Dataset
— START —
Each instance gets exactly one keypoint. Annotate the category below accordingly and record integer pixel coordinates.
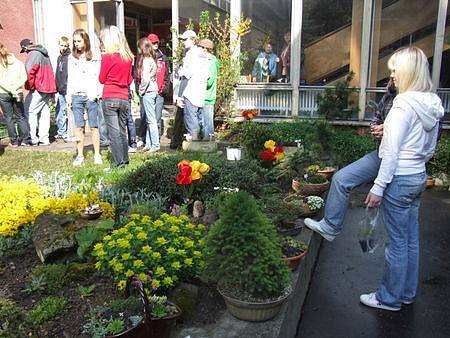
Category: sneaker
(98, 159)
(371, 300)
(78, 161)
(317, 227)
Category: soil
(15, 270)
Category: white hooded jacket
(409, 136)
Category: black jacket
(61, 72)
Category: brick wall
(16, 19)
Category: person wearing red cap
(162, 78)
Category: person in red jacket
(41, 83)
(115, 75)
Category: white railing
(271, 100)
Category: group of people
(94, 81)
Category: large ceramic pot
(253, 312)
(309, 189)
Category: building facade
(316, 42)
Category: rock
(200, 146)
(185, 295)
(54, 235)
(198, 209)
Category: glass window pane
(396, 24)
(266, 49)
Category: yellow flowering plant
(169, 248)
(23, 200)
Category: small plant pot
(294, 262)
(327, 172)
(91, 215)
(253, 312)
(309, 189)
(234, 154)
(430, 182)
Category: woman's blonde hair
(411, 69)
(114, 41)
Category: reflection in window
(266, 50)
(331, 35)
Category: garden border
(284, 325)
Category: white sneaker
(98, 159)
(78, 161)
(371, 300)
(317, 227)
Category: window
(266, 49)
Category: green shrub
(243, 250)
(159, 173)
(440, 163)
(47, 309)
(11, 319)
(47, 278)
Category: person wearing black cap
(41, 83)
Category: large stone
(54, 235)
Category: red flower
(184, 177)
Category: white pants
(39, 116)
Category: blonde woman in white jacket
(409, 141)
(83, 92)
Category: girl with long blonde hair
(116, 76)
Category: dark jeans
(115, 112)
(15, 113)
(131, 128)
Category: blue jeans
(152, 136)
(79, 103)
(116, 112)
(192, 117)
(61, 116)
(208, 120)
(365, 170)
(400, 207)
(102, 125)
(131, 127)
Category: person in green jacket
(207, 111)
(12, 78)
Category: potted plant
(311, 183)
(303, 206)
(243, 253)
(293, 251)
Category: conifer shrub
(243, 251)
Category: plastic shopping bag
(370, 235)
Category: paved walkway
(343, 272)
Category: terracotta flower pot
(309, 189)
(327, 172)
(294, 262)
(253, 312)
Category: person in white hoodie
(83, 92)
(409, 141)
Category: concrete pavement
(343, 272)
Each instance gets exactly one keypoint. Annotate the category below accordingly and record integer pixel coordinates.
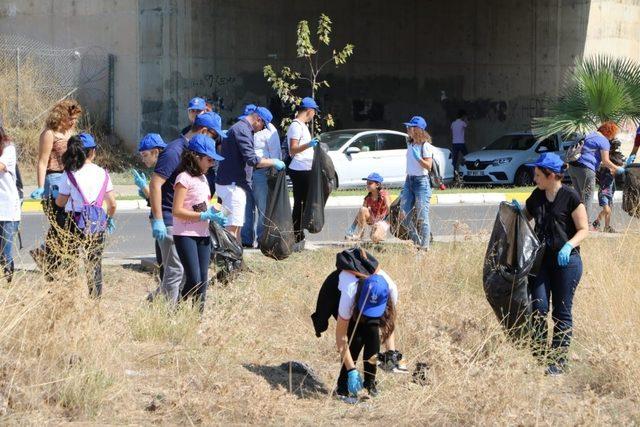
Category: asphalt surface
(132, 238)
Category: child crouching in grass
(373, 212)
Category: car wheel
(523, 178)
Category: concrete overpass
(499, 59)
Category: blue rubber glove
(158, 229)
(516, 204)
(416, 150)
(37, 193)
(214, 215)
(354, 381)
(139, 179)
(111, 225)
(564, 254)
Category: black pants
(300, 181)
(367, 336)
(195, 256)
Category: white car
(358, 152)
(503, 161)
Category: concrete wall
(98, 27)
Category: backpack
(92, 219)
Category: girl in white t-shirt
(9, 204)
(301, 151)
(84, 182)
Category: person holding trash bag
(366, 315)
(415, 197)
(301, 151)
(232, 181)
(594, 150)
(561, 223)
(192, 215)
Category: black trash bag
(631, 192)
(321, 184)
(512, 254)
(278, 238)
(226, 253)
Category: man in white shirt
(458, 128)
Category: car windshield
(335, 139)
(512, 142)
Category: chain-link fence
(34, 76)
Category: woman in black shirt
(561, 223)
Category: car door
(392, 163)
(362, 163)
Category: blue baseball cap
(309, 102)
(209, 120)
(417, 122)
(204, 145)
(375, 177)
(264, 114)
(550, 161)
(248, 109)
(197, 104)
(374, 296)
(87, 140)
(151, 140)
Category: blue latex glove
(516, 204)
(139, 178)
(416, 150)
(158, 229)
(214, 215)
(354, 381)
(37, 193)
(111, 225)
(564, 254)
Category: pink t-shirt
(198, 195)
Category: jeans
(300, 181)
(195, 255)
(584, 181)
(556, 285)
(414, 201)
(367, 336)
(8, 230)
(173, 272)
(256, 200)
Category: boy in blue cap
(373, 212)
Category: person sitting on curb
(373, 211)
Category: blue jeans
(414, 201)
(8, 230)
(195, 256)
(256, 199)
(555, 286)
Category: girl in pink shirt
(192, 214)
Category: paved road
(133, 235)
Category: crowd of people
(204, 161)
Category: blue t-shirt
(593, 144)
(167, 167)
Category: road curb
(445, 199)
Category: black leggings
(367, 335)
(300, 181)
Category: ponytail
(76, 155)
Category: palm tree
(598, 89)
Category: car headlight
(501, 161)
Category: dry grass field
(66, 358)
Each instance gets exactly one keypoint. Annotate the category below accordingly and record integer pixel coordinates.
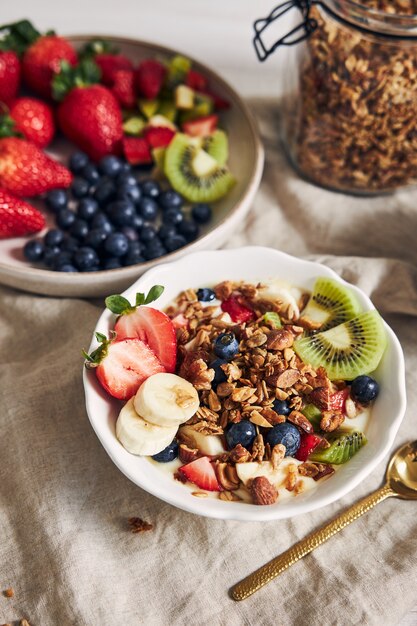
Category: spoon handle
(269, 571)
— END —
Set problem
Give again the lines from the line that contains "Category: car windshield" through the last line of the material above, exactly and with both ends included. Omit the pictures.

Finished exercise
Category: car windshield
(335, 139)
(512, 142)
Category: chain-link fence
(34, 76)
Category: woman in black shirt
(561, 223)
Category: car door
(392, 163)
(362, 163)
Category: blue baseball cap
(309, 102)
(209, 120)
(417, 122)
(204, 145)
(375, 177)
(264, 114)
(550, 161)
(248, 109)
(197, 104)
(374, 296)
(87, 140)
(151, 140)
Category: blue latex glove
(516, 204)
(139, 178)
(416, 150)
(158, 229)
(214, 215)
(354, 381)
(37, 193)
(111, 225)
(564, 254)
Category: pink t-shirt
(198, 195)
Category: jeans
(300, 181)
(195, 255)
(584, 181)
(556, 285)
(414, 201)
(367, 336)
(8, 230)
(173, 272)
(256, 200)
Category: boy in blue cap
(373, 212)
Category: person sitting on curb
(373, 211)
Category: blue jeans
(414, 201)
(8, 230)
(195, 256)
(256, 199)
(555, 286)
Category: girl in pink shirt
(192, 214)
Category: paved road
(133, 235)
Category: crowd of people
(204, 161)
Category: blue t-shirt
(593, 144)
(167, 167)
Category: road curb
(445, 199)
Category: black leggings
(367, 335)
(300, 181)
Category: ponytail
(76, 155)
Category: palm tree
(598, 89)
Category: car headlight
(501, 161)
Category: dry grass field
(66, 358)
Each instance gets exactly one keypoint. Annotate the category below accordingly and record integer pixel coordinates.
Category: spoon handle
(269, 571)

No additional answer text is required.